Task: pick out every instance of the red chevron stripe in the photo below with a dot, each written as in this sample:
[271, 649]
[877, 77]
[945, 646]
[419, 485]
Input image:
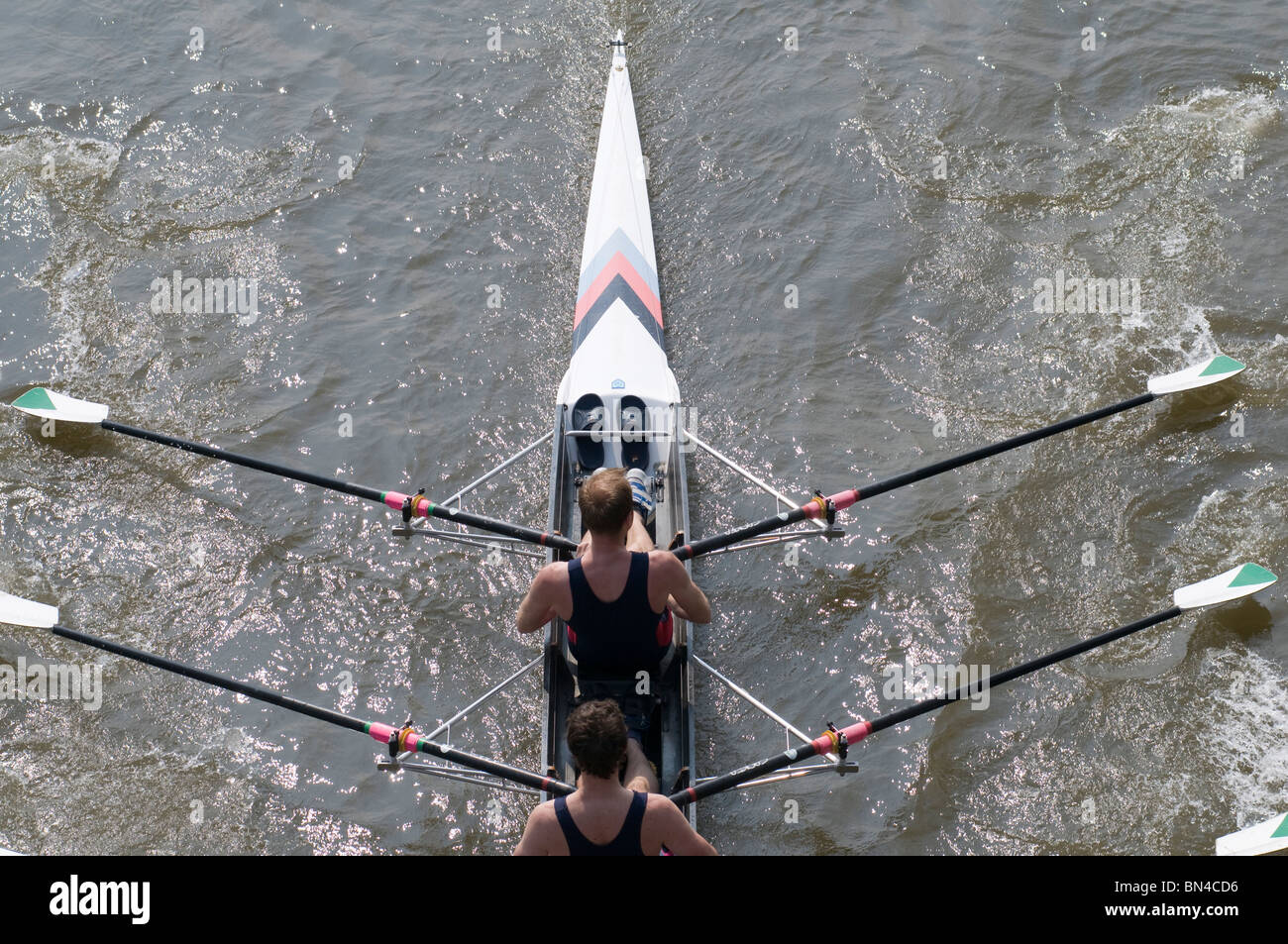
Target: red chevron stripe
[618, 265]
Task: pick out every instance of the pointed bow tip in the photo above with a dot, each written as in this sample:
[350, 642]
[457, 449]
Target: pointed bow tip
[1235, 583]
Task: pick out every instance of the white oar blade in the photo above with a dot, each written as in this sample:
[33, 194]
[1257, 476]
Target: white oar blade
[1241, 581]
[40, 402]
[18, 612]
[1199, 374]
[1256, 840]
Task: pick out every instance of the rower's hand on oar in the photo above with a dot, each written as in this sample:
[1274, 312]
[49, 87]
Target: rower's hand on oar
[677, 608]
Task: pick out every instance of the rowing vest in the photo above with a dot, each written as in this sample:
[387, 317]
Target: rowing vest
[618, 639]
[627, 840]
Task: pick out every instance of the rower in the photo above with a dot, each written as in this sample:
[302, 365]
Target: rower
[617, 596]
[603, 816]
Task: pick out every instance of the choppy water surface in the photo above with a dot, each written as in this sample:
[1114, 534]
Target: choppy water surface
[125, 156]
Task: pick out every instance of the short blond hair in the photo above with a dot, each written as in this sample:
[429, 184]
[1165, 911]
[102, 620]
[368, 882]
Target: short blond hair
[604, 501]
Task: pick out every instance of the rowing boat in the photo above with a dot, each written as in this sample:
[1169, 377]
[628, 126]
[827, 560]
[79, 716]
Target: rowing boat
[618, 406]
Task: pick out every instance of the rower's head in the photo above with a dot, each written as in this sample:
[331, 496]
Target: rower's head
[596, 738]
[605, 502]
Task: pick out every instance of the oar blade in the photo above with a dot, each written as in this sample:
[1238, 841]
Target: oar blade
[18, 612]
[1241, 581]
[1261, 839]
[47, 403]
[1211, 371]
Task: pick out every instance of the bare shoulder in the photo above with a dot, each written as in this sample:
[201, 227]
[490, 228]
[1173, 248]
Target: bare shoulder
[665, 563]
[664, 810]
[539, 833]
[553, 572]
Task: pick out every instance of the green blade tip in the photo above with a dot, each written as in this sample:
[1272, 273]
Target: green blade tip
[35, 398]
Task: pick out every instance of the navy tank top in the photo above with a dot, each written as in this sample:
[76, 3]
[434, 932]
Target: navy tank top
[627, 840]
[617, 639]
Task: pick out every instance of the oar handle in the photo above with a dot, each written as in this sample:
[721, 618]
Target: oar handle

→ Exercise brief: How many of the lines above include the string "handle"? Answer with the number only.

→ Response to this task: 2